MY FIRST MARRIAGE, 1956 – 1984 I married Chieko Fukushima in 1957 and divorced her in 1988. I married Muriel Mellow in the same year. What happened? I still think that it is best to be left alone, untold. Pierre Trudeau wrote in his MEMOIRS 1993) “Anyone who has gone through the break-up of marriage ……….. will understand why I choose to write no more about the matter.” However, I also feel that it has to be dealt with to make me honest and complete.
An easiest way to explain what happened is, like St. Augustine, to make it all my fault and say, “I got tired of my faithful and good wife of 26 years, fell deeply in love with another person.” But this explanation is completely unacceptable on two accounts. I don’t feel that I was so irresponsible. It was not all my fault. Secondly, I am now married to an absolutely wonderful person. To make the whole affairs my fault will insult Muriel. I would never do that. I now have an incredibly good marriage. Also, it must be said that Chieko was a good person. It is not right to make her less than a good person. So like Trudeau, it is best not to analyze it nor mention it any further.

- [GIVEN INFORMATION]
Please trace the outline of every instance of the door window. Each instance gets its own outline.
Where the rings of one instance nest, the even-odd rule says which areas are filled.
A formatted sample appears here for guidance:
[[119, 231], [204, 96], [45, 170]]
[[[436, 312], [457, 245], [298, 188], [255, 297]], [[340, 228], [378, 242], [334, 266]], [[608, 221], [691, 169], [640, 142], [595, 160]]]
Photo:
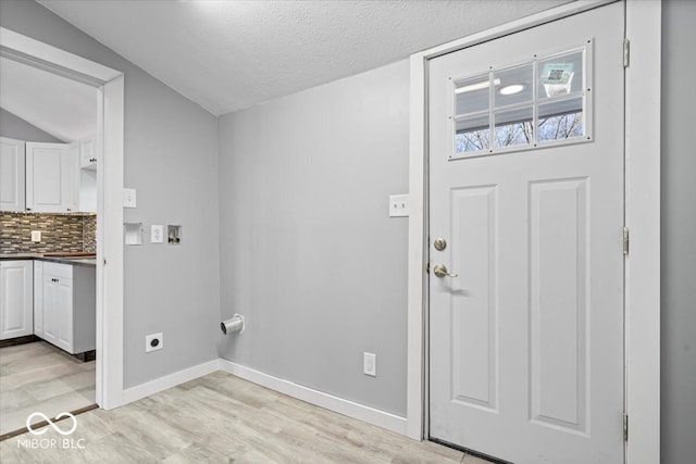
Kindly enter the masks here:
[[592, 140], [591, 47], [452, 79], [449, 159]]

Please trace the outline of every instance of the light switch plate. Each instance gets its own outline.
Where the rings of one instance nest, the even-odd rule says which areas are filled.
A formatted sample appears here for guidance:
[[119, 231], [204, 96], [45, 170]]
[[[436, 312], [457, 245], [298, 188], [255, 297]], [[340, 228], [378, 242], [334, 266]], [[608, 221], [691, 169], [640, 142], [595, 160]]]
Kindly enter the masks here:
[[389, 196], [389, 217], [408, 217], [409, 215], [409, 196], [390, 195]]
[[150, 227], [150, 243], [164, 243], [164, 226]]
[[134, 188], [123, 189], [123, 208], [137, 208], [136, 191]]

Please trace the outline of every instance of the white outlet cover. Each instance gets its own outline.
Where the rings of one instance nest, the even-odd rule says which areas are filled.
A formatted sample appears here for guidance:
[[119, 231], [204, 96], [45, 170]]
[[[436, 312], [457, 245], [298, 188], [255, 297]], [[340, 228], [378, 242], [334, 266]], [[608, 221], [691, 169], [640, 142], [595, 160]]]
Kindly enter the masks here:
[[153, 225], [150, 227], [150, 243], [164, 243], [164, 226]]
[[374, 353], [362, 353], [362, 373], [372, 377], [377, 376], [377, 355]]
[[123, 189], [123, 208], [137, 208], [136, 190], [134, 188]]
[[[152, 346], [152, 340], [159, 340], [159, 343], [157, 344], [157, 347]], [[150, 335], [146, 335], [145, 336], [145, 352], [149, 353], [150, 351], [157, 351], [157, 350], [161, 350], [162, 348], [164, 348], [164, 337], [162, 336], [162, 333], [158, 333], [158, 334], [150, 334]]]
[[408, 217], [409, 215], [409, 196], [390, 195], [389, 196], [389, 217]]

- [PARTS OF THE EXERCISE]
#1 In the text about the first marriage, whose memoirs does the writer quote?
#2 In the listing, go from its first line through the line with "[[134, 188], [123, 189], [123, 208], [137, 208], [136, 191]]" and give those lines again with every "outline" changed to "contour", keeping everything else the same. Leave the picture out.

- [EXPECTED ANSWERS]
#1 Pierre Trudeau's.

#2
Please trace the contour of every instance of the door window. Each instance gets its own contour.
Where the rings of one instance nest, the even-odd rule says which areas are filled.
A formatted sample appears here for guidance:
[[119, 231], [204, 96], [45, 170]]
[[[436, 312], [457, 245], [298, 188], [255, 297]], [[340, 228], [378, 242], [334, 266]], [[608, 221], [691, 169], [640, 142], [595, 160]]]
Photo:
Kindly enter the masks here:
[[592, 140], [591, 47], [452, 79], [449, 159]]

Please trace the contour of every instance of the light switch plate. Each instance gets its own contour.
Where the rings of one instance nest, the even-odd rule says which areas are filled.
A formatted sample appears here for guidance:
[[119, 231], [204, 96], [45, 170]]
[[[436, 312], [457, 245], [298, 188], [255, 297]], [[340, 228], [378, 242], [334, 266]], [[608, 221], [691, 169], [640, 142], [595, 160]]]
Kindly enter the masks here:
[[389, 196], [389, 217], [408, 217], [409, 215], [409, 196], [390, 195]]
[[150, 227], [150, 243], [164, 243], [164, 226]]
[[134, 188], [123, 189], [123, 208], [137, 208], [136, 191]]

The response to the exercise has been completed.